◆ Task instructions:
Determine how many lines of the entries contain "below". Reply with that number alone.

..........

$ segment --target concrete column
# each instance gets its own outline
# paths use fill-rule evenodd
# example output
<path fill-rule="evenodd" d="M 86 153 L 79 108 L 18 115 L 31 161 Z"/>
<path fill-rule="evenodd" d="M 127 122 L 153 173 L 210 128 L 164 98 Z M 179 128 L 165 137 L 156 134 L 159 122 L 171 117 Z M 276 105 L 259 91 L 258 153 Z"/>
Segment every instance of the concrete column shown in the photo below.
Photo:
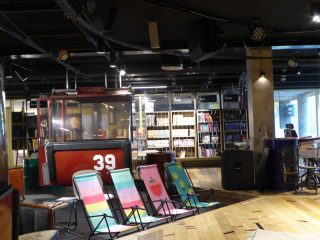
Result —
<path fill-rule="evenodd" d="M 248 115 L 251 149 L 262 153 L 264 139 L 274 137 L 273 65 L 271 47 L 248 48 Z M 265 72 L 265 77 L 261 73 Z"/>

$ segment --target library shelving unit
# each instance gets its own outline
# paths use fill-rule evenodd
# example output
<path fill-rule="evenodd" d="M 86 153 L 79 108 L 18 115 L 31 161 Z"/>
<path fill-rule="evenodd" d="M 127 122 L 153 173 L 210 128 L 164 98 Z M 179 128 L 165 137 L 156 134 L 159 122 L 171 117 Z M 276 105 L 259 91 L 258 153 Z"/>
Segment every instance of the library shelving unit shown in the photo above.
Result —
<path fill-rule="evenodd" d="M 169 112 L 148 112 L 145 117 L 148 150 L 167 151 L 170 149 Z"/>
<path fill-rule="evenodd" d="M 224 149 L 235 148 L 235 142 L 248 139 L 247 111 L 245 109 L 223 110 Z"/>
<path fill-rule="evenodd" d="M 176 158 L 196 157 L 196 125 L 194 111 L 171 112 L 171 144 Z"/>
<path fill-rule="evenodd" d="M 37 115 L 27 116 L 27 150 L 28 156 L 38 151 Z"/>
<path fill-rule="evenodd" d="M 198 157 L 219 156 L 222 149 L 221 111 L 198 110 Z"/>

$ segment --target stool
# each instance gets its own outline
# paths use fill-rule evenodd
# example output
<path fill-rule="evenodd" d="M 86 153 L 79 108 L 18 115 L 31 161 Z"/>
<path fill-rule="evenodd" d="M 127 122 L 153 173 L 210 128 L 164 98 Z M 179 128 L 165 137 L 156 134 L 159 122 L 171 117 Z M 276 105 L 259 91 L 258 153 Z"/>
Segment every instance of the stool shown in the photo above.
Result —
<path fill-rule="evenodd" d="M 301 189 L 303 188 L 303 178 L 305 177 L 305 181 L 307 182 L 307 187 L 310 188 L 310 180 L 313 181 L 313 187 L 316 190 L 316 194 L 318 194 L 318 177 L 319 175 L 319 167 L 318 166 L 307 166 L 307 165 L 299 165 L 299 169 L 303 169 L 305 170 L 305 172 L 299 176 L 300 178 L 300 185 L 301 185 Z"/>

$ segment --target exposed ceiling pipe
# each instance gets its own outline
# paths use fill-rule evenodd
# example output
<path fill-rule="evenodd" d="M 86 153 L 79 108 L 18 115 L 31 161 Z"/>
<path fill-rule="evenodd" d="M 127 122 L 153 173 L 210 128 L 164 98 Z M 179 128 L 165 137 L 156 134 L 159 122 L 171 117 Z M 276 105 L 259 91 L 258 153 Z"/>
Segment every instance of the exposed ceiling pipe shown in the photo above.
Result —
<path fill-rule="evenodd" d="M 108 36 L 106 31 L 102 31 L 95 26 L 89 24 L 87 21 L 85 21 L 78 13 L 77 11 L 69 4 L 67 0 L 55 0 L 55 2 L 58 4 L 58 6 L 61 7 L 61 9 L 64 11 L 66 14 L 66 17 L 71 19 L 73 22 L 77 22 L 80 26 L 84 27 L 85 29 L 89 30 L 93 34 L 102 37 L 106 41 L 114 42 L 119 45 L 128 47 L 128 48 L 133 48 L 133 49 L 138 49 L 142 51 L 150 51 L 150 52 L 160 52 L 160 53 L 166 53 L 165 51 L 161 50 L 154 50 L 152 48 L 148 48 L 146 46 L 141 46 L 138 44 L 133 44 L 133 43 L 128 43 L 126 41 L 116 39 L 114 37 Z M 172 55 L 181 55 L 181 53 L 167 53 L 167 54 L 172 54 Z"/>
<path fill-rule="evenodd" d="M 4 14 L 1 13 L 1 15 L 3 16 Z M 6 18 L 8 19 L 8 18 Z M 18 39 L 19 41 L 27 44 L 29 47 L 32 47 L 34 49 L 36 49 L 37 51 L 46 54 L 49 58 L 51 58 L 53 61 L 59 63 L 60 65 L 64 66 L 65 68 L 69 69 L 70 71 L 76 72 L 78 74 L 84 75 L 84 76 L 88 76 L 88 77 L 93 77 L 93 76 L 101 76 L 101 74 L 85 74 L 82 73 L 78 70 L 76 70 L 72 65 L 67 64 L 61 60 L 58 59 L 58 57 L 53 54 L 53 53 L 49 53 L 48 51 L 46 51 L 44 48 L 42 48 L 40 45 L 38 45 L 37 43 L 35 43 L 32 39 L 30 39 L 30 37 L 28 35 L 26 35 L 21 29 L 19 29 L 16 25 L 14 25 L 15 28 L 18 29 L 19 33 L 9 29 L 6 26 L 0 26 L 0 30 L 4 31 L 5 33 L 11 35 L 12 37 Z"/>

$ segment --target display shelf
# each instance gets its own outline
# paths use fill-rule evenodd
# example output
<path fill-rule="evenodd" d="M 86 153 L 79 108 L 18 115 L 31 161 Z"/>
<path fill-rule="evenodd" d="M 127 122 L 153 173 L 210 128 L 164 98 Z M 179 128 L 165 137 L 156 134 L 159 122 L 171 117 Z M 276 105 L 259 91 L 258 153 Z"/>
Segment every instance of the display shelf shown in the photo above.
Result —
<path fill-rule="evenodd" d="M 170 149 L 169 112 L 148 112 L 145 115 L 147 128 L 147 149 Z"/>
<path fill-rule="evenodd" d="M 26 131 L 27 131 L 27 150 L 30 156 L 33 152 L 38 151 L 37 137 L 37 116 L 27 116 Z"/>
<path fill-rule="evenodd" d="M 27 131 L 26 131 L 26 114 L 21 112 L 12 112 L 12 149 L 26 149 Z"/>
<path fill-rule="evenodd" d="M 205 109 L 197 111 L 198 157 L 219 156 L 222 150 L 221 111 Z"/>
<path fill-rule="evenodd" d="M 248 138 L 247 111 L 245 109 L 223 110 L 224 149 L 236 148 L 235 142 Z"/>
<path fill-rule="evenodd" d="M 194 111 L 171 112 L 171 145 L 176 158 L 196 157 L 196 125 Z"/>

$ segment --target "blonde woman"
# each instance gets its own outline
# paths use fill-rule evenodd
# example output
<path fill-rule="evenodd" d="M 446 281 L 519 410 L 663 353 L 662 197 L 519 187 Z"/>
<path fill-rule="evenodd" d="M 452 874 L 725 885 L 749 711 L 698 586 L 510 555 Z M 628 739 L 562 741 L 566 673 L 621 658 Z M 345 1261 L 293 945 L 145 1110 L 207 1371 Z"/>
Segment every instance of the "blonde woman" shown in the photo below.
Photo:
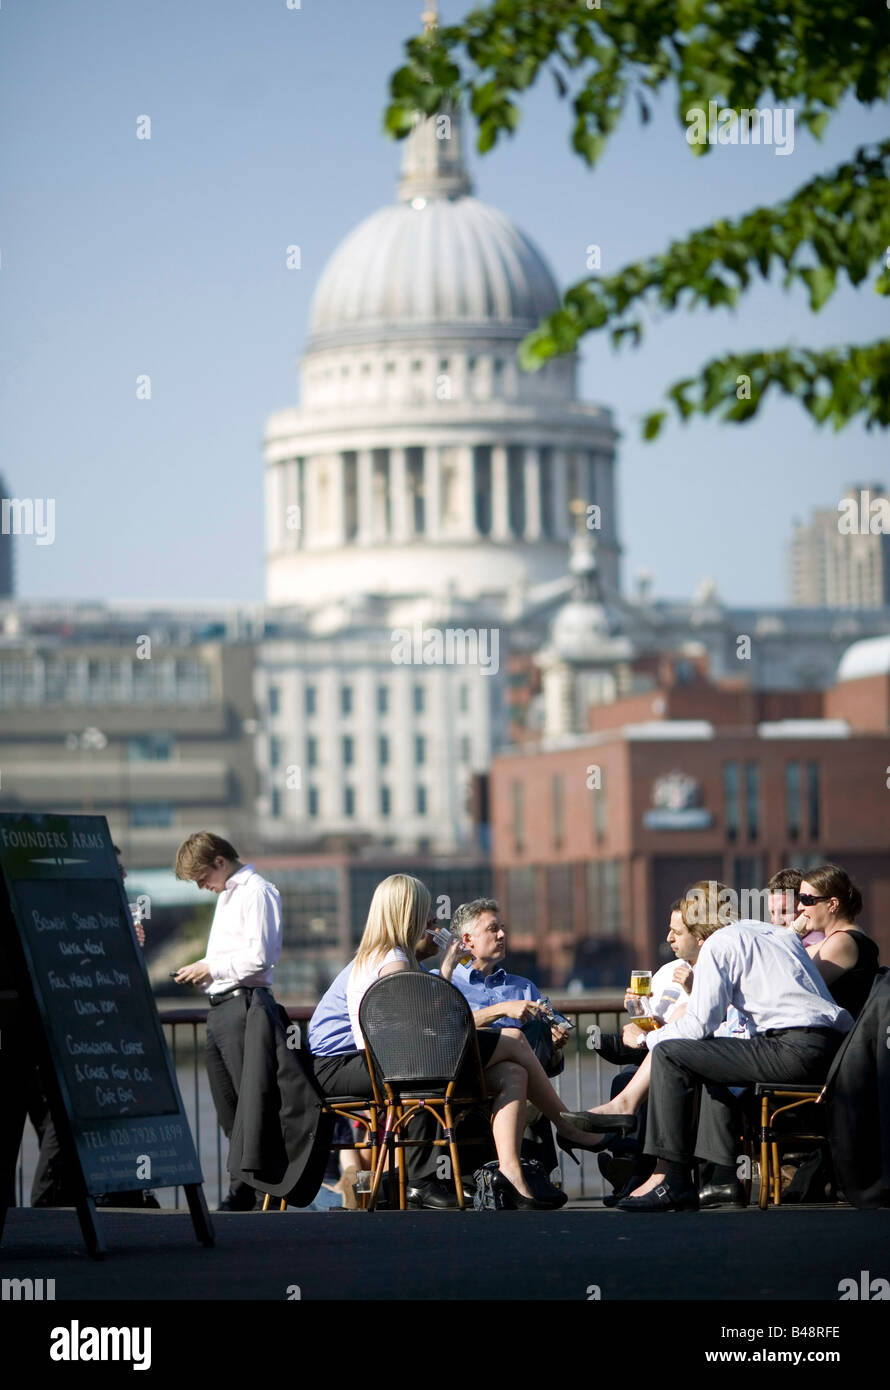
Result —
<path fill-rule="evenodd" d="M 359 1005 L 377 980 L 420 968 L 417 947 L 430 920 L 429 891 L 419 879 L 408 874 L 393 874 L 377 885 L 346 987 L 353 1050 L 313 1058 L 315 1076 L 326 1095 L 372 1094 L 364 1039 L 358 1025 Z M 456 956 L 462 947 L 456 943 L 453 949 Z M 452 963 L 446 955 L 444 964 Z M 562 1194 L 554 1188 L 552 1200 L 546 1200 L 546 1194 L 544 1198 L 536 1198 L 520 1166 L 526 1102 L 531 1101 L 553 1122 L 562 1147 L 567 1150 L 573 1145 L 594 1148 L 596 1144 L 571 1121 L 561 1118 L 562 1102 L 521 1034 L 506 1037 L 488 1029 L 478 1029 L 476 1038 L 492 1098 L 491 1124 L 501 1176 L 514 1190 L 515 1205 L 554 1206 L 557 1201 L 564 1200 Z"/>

..........

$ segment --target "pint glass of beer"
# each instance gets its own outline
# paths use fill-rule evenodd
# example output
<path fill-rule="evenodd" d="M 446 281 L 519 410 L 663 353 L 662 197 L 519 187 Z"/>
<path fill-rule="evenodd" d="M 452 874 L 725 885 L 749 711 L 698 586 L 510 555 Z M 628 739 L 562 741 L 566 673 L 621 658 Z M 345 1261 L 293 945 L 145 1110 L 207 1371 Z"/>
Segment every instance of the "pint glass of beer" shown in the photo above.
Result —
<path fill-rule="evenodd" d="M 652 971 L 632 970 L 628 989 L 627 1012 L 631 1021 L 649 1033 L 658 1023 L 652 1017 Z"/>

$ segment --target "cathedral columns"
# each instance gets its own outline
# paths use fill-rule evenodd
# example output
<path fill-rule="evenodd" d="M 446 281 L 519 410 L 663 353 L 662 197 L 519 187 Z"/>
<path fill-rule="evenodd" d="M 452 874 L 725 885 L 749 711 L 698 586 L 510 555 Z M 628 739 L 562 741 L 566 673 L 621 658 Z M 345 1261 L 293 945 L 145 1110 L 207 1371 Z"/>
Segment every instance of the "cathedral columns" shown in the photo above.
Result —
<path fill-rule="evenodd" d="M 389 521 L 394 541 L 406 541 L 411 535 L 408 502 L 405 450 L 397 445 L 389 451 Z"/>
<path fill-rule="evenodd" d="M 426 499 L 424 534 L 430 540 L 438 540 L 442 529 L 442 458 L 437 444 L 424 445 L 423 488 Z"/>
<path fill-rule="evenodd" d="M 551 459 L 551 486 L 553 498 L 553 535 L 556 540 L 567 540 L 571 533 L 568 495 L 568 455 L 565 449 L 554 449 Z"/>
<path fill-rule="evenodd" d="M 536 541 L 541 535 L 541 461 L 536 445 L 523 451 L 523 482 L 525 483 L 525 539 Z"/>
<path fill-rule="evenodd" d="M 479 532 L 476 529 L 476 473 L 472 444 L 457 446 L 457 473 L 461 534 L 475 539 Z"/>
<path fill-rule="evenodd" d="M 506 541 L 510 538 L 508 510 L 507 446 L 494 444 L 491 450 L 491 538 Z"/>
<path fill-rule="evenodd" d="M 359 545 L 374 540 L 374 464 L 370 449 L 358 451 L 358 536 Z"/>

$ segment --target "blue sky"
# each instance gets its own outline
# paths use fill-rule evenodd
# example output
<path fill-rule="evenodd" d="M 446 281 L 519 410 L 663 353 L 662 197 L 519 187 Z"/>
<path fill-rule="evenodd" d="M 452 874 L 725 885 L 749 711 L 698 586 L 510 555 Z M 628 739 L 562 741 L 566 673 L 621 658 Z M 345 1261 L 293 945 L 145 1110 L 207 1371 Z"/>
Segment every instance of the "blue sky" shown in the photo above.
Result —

..........

◆ Task response:
2